### What you should do
Please change "traffic tally" to "scene survey" wherever it appears in the entries below, and reproduce them with everything else left as it is.

### Material

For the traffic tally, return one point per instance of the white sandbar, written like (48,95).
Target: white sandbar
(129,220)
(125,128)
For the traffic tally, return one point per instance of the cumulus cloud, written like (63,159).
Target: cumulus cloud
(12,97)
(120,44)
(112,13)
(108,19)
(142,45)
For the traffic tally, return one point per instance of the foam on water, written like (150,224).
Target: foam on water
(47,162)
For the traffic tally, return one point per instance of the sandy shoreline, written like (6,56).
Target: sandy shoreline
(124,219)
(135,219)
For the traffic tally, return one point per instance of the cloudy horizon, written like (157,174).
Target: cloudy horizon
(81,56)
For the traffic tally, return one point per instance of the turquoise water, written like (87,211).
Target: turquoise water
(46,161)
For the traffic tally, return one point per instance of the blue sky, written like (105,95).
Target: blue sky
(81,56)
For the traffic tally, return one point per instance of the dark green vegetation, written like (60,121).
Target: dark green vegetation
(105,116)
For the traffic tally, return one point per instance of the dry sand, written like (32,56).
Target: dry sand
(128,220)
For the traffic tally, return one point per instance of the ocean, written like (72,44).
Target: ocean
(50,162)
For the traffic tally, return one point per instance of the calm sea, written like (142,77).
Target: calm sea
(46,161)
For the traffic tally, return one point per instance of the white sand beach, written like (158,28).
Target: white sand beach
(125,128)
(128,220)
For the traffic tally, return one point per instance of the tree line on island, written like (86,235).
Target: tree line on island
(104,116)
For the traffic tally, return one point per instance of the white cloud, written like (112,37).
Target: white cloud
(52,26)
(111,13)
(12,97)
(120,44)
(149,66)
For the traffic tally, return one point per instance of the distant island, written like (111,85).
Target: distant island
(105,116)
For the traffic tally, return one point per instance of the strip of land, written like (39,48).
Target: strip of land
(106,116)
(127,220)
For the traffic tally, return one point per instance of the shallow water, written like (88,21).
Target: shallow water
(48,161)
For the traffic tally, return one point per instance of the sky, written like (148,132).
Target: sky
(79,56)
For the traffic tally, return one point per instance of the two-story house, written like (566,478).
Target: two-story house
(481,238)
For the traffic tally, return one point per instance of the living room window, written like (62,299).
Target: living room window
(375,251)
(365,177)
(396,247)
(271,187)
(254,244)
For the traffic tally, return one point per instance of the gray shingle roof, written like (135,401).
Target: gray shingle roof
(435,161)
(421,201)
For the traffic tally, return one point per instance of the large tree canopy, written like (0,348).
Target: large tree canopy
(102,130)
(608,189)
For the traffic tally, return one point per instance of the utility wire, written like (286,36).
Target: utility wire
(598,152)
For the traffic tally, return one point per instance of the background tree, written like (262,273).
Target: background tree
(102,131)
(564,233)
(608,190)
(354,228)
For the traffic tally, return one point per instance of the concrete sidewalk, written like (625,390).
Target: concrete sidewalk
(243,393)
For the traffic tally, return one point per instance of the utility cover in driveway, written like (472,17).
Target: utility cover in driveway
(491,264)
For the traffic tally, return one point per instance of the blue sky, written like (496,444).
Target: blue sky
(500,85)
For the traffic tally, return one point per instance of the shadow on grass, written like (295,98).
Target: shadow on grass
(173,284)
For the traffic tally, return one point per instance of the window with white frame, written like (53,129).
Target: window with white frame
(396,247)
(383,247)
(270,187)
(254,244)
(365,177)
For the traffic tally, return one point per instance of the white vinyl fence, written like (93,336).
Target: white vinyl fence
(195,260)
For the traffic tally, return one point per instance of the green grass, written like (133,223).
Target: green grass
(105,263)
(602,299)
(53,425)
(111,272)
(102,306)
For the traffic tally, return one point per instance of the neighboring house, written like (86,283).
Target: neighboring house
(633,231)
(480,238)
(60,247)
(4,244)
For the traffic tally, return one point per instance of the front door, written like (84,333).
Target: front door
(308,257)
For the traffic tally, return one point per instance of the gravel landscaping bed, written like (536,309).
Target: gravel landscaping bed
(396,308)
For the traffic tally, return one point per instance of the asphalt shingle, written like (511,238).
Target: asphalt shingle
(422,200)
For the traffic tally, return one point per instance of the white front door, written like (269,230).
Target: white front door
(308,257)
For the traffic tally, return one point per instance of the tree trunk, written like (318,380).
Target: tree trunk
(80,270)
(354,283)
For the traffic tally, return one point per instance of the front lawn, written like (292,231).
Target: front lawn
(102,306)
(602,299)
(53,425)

### Written solution
For the scene survey, return one point per instance of the white sandbar, written like (48,95).
Target: white sandbar
(129,220)
(125,128)
For the scene survey, return one point per instance of the cumulus cloud, written like (63,159).
Target: cumulus cloud
(12,97)
(120,44)
(112,13)
(108,19)
(142,45)
For the scene survey, return one point per instance of the foam on water, written like (150,224).
Target: foam on water
(47,162)
For the scene survey, return one point per instance of the sandy shoreline, written like (6,56).
Target: sandy shoreline
(124,219)
(135,219)
For the scene survey, return one point per instance of the cloudy horizon, written like (157,174).
Target: cloudy horizon
(81,56)
For the scene survey, return one point per instance of the turquoise water, written like (87,211).
Target: turquoise water
(46,161)
For the scene survey, return one point per instance of the blue sky, written like (105,95).
Target: blue sky
(81,56)
For the scene survey, return one point per instance of the dark green vegetation, written like (60,121).
Target: dark green vegetation
(105,116)
For the scene survey, return one point per instance of the dry sand, written like (32,56).
Target: dry sand
(128,220)
For the scene survey, return one point per instance of the ocean, written like (72,44).
Target: ocean
(50,162)
For the scene survey, return one point per instance of the calm sea, written like (142,77).
Target: calm sea
(46,161)
For the scene survey, return one point per instance of the white sand beach, written like (158,28).
Target: white sand beach
(125,128)
(128,220)
For the scene survey, return one point per instance of the tree line on island, written like (86,235).
Target: tree line on island
(104,116)
For the scene survey, return one point per instance of the white cloud, written like (112,37).
Target: white cloud
(52,26)
(111,13)
(12,97)
(120,44)
(149,66)
For the scene survey, return one point per instance of the distant island, written like (111,85).
Target: distant island
(105,116)
For the scene survey, return one point per instance of the strip of land, written like (39,48).
Target: strip of land
(106,116)
(127,220)
For the scene survey, return one point per instance of the shallow water, written like (88,21).
Target: shallow water
(48,161)
For the scene survey, return one point per instance of the sky, written like (148,132).
Target: sky
(79,56)
For the scene survey, return one point per instance of the two-story house, written like (566,478).
Target: two-story house
(481,238)
For the scene survey, return one point per instance of the living room window, written like (62,299).
Target: living room window
(375,251)
(365,177)
(396,247)
(271,187)
(254,244)
For the scene survey, return one point per instance of the gray shingle roof, written like (135,401).
Target: gray shingle roof
(435,161)
(421,201)
For the scene survey, return one point per instance of the large tree canopy, written like (0,348).
Target: large tree canopy
(102,130)
(608,189)
For the scene survey, return one point per instance of the utility wire, written like (286,36).
Target: utility wire
(598,152)
For the scene survey, return one point per instance of the background tree, written like (262,273).
Target: background tree
(102,131)
(564,233)
(608,190)
(354,228)
For the scene survey, return one point per instance of the concrete sidewalk, written like (625,390).
Target: concrete sidewalk
(243,393)
For the scene survey, return one point per instance of the utility cover in driveway, written like (472,17).
Target: utility cover in driveway
(491,264)
For the scene survey, return one point per instance of the blue sky, written like (496,444).
Target: blue sky
(500,85)
For the scene survey, return one point per instance of the shadow on grass, written like (295,98).
Target: shadow on grass
(173,284)
For the scene survey, return one point per instance of the window with white frame, written like (53,129).
Target: window with white frame
(396,247)
(383,247)
(270,187)
(254,244)
(365,177)
For the scene survey, return one point per instance of the white vinyl fence, written like (93,336).
Target: white vinyl fence
(195,260)
For the scene survey, return one point per instance of the green grass, written like (133,223).
Target: green grass
(105,263)
(602,299)
(53,425)
(111,272)
(102,306)
For the scene survey, return one point per instance of the neighboring house, written like (86,283).
Target: neighboring house
(633,231)
(480,238)
(60,247)
(4,244)
For the scene survey, return one point per instance of the front door, written like (84,333).
Target: front door
(308,257)
For the scene survey, return one point per instance of the gravel landscaping bed, written like (536,309).
Target: gravel landscaping bed
(396,308)
For the scene survey, return one point per instance of the asphalt shingle, written like (511,238).
Target: asphalt shingle
(422,200)
For the scene survey, return one point per instance of the white front door, written like (269,230).
Target: white front door
(308,257)
For the scene survey, return one point per instance of the tree trunk, written like (318,380).
Target: tree trunk
(80,270)
(354,283)
For the scene survey, return one point per instance of the front lawn, written like (292,231).
Target: front lawn
(102,306)
(602,299)
(53,425)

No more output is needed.